> **SELECTED EXTRACT**

____________

Kerala

StateCommission

A/09/696

Mathodan Pavithran - Complainant(s)

Versus

Asst. Engineer, KSEB - Opp.Party(s)

P.U.Shailajan

31 Jan 2011

ORDER

 
First Appeal No. A/09/696
(Arisen out of Order Dated 01/10/2009 in Case No. CC 165/06 of District Kannur)
 
1. Mathodan Pavithran
Kerala
...........Appellant(s)
Versus
1. Asst. Engineer, KSEB
Kerala
...........Respondent(s)
 
BEFORE: 
  SRI.S.CHANDRAMOHAN NAIR PRESIDING MEMBER
 
PRESENT:
 
ORDER

KERALA STATE CONSUMER DISPUTES REDRESSAL

COMMISSION VAZHUTHACAUD, THIRUVANANTHAPURAM

APPEAL No. 696/2009

 

JUDGMENT DATED 31.01.2011

 

 PRESENT:-

 

JUSTICE K.R. UDAYABHANU                  :     PRESIDENT

 

SHRI.S.CHANDRA MOHAN NAIR     :    MEMBER

 

 APPELLANT

     Mathodan Pavithran,

     Kolmotta, P.O. Parassinikadavu,

     Kannur District.

                                

                                 (Rep. by Adv. Sri.  Shailajan & D.R. Rajesh)

                                                        Vs

 RESPONDENTS

 

1.     Asst. Engineer, Electrical Section,

         K.S.E.B., Dharmasala, Parassinikadavu,

         Kannur District.

                                   (Rep. by Adv. V. Madavoor V. Mohan)

2.     Secretary,

Kerala State Electricity Board,

Vydyuthi Bhavan,

Thiruvananthapuram.

 

3.     Junior Agricultural Officer,

Krishi Bhavan, Bakkalam P.O.,Kanool,

Kannur District.

 

 

          

 

                    

 

JUDGMENT DATED: 31.01.2011

 

SHRI.S.CHANDRA MOHAN NAIR     :    MEMBER

 

 

This appeal is preferred against the dismissal of the complaint in C.C. 165/06 by the CDRF, Kannur vide order dated 1.10.2009.  The complainant is the appellant herein.

 

          The complainant has approached  the Forum stating that he was the consumer of the opposite parties with effect from 9.4.02 and an agricultural connection  was given  to him for irrigating 63 ½  cents of coconut garden with Consumer No. 3423 and the 3rd opposite party was remitting the charges since it was an agricultural connection.  The complainant has further submitted that on 20.1.2006 the first opposite party issued notice stating that the service connection was under disconnection for more than 6 months and demanded to clear the dues within 7 days.  It is also submitted by him that the first opposite party was issuing bills even after June, 2006 and on enquiry he came to know that the connection was changed to domestic connection without any notice and he was charged under domestic thariff.   It is his case that the service has been dismantled by the opposite party and the same amounts to deficiency in service.  The complaint was filed praying for directions to re-in slate the service connection and to pay compensation of Rs. 50,000/- 

 

          The first and second opposite parties  contested the matter by filing version stating that the bill amounts up to 8/2002 were paid by the 3rd opposite party and that during 8/2002 the opposite parties noticed that the electricity was being used by the consumer for domestic purpose and the same was intimated to the 3rd opposite party.  It was further submitted that  the 3rd opposite party deleted the complainant from the list of agricultural consumers who are exempted from paying current charges.  The opposite parties further submitted that the service connection was disconnected on 19.6.2005 and since no payments were made,   notice was issued on 20.1.2006 giving opportunity to the complainant to restore connection and as the complainant did not approach the opposite parties with any objection or any payment the service was dismantled.  Contending that there was no deficiency in service the opposite parties prayed for dismissal of the complaint.

____________

> **RECORDED DATA**
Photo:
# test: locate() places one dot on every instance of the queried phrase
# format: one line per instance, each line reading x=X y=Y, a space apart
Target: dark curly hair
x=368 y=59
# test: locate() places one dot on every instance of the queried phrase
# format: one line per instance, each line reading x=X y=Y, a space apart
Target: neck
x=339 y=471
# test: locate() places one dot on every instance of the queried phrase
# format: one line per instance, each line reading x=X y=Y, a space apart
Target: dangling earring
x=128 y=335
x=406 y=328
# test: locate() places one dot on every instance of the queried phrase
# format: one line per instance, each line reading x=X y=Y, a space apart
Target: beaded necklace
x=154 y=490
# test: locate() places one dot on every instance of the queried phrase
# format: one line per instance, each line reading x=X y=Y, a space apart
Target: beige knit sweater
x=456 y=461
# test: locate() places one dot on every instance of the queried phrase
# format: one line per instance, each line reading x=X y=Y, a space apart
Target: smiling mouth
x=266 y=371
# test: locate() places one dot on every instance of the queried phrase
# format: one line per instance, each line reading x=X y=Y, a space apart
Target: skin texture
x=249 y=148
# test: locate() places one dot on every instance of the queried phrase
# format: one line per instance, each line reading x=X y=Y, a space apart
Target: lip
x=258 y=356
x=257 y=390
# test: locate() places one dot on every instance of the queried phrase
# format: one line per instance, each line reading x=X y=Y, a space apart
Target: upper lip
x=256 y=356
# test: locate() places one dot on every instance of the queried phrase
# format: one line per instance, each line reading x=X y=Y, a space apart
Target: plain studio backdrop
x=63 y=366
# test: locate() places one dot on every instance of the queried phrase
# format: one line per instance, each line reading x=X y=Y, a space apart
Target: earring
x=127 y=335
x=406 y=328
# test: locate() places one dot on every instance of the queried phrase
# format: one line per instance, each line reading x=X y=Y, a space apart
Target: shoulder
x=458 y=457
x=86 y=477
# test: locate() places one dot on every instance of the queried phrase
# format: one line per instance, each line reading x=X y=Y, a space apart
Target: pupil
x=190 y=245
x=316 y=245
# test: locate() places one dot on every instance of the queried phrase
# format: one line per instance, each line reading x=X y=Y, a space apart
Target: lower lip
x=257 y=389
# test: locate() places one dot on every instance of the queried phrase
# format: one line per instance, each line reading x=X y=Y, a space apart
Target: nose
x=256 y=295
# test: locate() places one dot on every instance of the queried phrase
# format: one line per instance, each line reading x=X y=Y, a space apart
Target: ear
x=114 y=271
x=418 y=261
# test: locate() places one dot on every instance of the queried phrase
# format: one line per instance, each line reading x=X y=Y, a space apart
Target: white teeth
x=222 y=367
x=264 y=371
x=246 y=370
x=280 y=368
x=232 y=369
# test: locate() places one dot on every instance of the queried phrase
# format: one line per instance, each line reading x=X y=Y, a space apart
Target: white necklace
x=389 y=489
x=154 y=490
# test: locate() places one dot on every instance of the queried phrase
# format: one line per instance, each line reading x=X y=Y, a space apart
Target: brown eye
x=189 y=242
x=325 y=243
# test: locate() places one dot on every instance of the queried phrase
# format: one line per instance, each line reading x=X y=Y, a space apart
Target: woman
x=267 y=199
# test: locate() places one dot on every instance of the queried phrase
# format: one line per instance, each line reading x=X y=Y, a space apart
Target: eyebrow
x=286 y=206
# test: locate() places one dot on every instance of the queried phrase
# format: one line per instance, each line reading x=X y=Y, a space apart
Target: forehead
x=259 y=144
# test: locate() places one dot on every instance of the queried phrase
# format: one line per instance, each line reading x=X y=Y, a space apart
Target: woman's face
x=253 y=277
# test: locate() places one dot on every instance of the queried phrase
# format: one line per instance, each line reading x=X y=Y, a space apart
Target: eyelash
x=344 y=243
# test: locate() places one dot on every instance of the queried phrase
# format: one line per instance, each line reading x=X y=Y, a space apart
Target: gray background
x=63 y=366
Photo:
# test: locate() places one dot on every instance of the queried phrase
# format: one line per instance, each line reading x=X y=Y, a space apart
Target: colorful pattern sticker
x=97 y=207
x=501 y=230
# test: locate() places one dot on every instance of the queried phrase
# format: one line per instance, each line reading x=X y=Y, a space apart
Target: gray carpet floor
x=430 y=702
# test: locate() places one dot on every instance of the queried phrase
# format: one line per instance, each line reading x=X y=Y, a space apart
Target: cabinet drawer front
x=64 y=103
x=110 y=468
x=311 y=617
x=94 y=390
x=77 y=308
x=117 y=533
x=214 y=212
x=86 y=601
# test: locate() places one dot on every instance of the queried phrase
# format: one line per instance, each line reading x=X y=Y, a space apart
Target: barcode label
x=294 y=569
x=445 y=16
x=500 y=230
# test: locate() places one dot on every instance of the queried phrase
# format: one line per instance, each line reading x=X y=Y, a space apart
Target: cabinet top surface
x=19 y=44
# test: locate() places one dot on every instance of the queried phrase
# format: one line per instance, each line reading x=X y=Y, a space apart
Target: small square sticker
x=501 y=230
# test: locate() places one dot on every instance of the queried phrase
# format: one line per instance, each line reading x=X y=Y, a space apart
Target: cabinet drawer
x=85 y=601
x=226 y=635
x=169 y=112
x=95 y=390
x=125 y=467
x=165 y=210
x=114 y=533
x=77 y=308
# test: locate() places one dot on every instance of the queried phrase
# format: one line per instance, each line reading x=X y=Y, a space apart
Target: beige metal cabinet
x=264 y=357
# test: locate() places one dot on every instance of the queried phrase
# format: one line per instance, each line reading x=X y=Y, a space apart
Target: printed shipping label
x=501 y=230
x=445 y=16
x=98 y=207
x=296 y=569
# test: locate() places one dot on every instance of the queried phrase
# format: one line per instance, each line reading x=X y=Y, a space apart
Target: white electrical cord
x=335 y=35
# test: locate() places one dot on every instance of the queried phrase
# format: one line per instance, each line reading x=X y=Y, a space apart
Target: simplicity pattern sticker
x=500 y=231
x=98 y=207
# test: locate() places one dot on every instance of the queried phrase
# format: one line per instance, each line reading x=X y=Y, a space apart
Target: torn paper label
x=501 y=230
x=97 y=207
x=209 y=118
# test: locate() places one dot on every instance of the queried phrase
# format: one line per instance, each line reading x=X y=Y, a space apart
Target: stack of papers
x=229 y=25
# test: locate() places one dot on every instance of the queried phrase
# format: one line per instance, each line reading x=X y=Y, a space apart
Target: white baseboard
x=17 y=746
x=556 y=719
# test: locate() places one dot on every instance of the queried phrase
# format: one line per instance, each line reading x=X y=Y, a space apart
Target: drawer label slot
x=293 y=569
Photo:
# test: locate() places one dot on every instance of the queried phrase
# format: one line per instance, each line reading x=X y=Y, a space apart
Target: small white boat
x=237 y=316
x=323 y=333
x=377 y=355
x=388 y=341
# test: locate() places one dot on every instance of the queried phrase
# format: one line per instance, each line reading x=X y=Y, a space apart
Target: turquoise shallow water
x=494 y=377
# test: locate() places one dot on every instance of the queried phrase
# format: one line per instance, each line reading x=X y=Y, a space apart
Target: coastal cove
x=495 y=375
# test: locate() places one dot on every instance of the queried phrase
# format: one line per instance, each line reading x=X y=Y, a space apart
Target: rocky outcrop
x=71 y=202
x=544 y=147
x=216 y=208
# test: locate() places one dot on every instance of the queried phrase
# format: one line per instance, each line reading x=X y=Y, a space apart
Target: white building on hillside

____________

> **GOAL**
In the consumer appeal judgment, rewrite the passage between "JUDGMENT DATED: 31.01.2011" and "the appellant herein.", inclusive, with "dismissal" replaced by "rejection".

> **CORRECT RESULT**
JUDGMENT DATED: 31.01.2011

 

SHRI.S.CHANDRA MOHAN NAIR     :    MEMBER

 

 

This appeal is preferred against the rejection of the complaint in C.C. 165/06 by the CDRF, Kannur vide order dated 1.10.2009.  The complainant is the appellant herein.